-------- INPUT DATA
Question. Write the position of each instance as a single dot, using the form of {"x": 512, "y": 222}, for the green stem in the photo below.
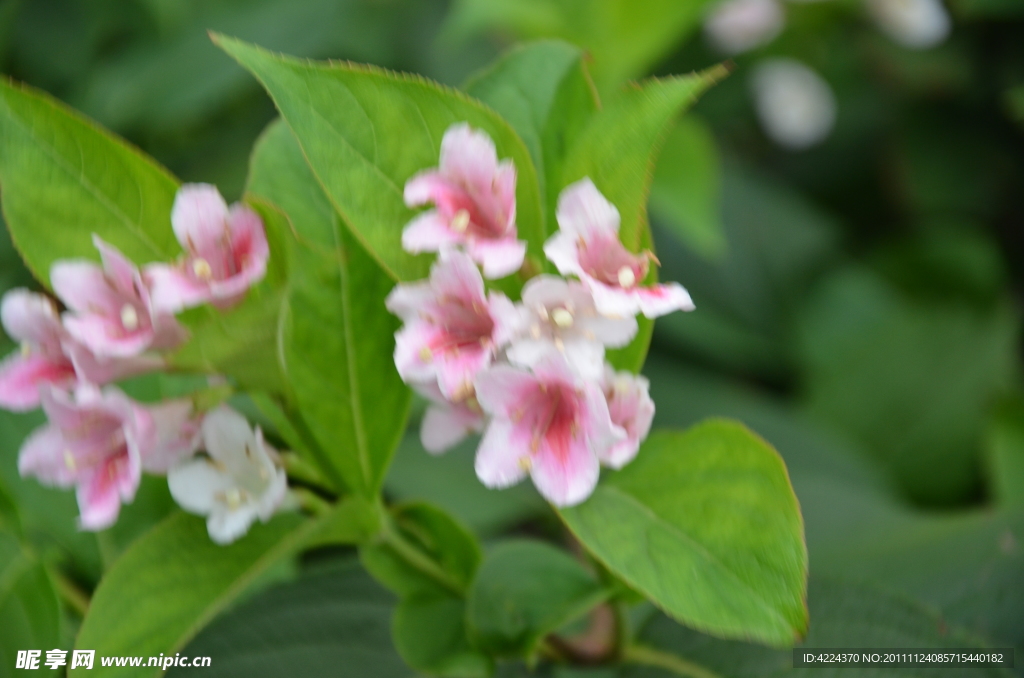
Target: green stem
{"x": 644, "y": 655}
{"x": 312, "y": 503}
{"x": 75, "y": 597}
{"x": 418, "y": 559}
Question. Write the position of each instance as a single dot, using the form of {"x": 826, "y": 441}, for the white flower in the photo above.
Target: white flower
{"x": 561, "y": 318}
{"x": 796, "y": 107}
{"x": 737, "y": 26}
{"x": 238, "y": 483}
{"x": 913, "y": 24}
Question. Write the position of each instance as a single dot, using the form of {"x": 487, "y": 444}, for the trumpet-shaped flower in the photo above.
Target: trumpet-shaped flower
{"x": 110, "y": 308}
{"x": 452, "y": 329}
{"x": 588, "y": 246}
{"x": 474, "y": 204}
{"x": 226, "y": 252}
{"x": 548, "y": 423}
{"x": 631, "y": 410}
{"x": 94, "y": 440}
{"x": 32, "y": 319}
{"x": 238, "y": 483}
{"x": 561, "y": 319}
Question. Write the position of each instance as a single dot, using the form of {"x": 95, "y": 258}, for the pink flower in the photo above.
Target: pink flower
{"x": 561, "y": 319}
{"x": 92, "y": 441}
{"x": 445, "y": 424}
{"x": 110, "y": 308}
{"x": 631, "y": 409}
{"x": 32, "y": 319}
{"x": 549, "y": 423}
{"x": 452, "y": 329}
{"x": 225, "y": 252}
{"x": 588, "y": 246}
{"x": 474, "y": 200}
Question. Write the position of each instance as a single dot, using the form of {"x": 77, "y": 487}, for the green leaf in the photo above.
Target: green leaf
{"x": 525, "y": 590}
{"x": 910, "y": 381}
{"x": 429, "y": 631}
{"x": 336, "y": 342}
{"x": 845, "y": 615}
{"x": 706, "y": 524}
{"x": 30, "y": 611}
{"x": 450, "y": 482}
{"x": 1005, "y": 443}
{"x": 366, "y": 131}
{"x": 436, "y": 536}
{"x": 686, "y": 195}
{"x": 626, "y": 38}
{"x": 544, "y": 91}
{"x": 174, "y": 580}
{"x": 429, "y": 625}
{"x": 65, "y": 179}
{"x": 332, "y": 621}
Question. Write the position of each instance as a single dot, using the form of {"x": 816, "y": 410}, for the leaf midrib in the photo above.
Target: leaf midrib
{"x": 81, "y": 179}
{"x": 699, "y": 549}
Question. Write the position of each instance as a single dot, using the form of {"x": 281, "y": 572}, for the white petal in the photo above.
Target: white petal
{"x": 195, "y": 484}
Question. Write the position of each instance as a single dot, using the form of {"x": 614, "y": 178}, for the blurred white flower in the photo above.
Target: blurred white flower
{"x": 737, "y": 26}
{"x": 913, "y": 24}
{"x": 796, "y": 107}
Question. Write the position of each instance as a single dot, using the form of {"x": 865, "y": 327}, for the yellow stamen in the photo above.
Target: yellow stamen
{"x": 202, "y": 268}
{"x": 562, "y": 318}
{"x": 129, "y": 318}
{"x": 460, "y": 222}
{"x": 627, "y": 278}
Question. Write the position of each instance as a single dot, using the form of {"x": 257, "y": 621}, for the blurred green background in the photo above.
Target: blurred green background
{"x": 858, "y": 302}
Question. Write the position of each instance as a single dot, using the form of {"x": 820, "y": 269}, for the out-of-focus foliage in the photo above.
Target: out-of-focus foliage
{"x": 858, "y": 305}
----------------
Precisely the lines between those holding "Target: white flower" and "leaf in the photo above.", inclusive, are to be reproduced from the listing above, with nothing added.

*OUTPUT*
Target: white flower
{"x": 561, "y": 318}
{"x": 796, "y": 107}
{"x": 737, "y": 26}
{"x": 238, "y": 483}
{"x": 913, "y": 24}
Question. Write the position of each instance as a single dot, using the form of {"x": 487, "y": 444}, for the trumpet-shaped flower in the photo above.
Target: trumpet-shaped flower
{"x": 110, "y": 308}
{"x": 452, "y": 329}
{"x": 588, "y": 246}
{"x": 474, "y": 204}
{"x": 226, "y": 252}
{"x": 548, "y": 423}
{"x": 631, "y": 410}
{"x": 94, "y": 440}
{"x": 32, "y": 319}
{"x": 238, "y": 483}
{"x": 561, "y": 319}
Question. Write the position of each instance as a single dot, using the form of {"x": 95, "y": 258}, for the pink flower in the photo above.
Target: pink flower
{"x": 561, "y": 319}
{"x": 92, "y": 441}
{"x": 445, "y": 424}
{"x": 110, "y": 308}
{"x": 631, "y": 409}
{"x": 32, "y": 319}
{"x": 549, "y": 423}
{"x": 452, "y": 329}
{"x": 225, "y": 252}
{"x": 588, "y": 246}
{"x": 474, "y": 200}
Question. Write the position of each instance as a single dot, using the form of {"x": 77, "y": 487}, for the green leaf in the photo above.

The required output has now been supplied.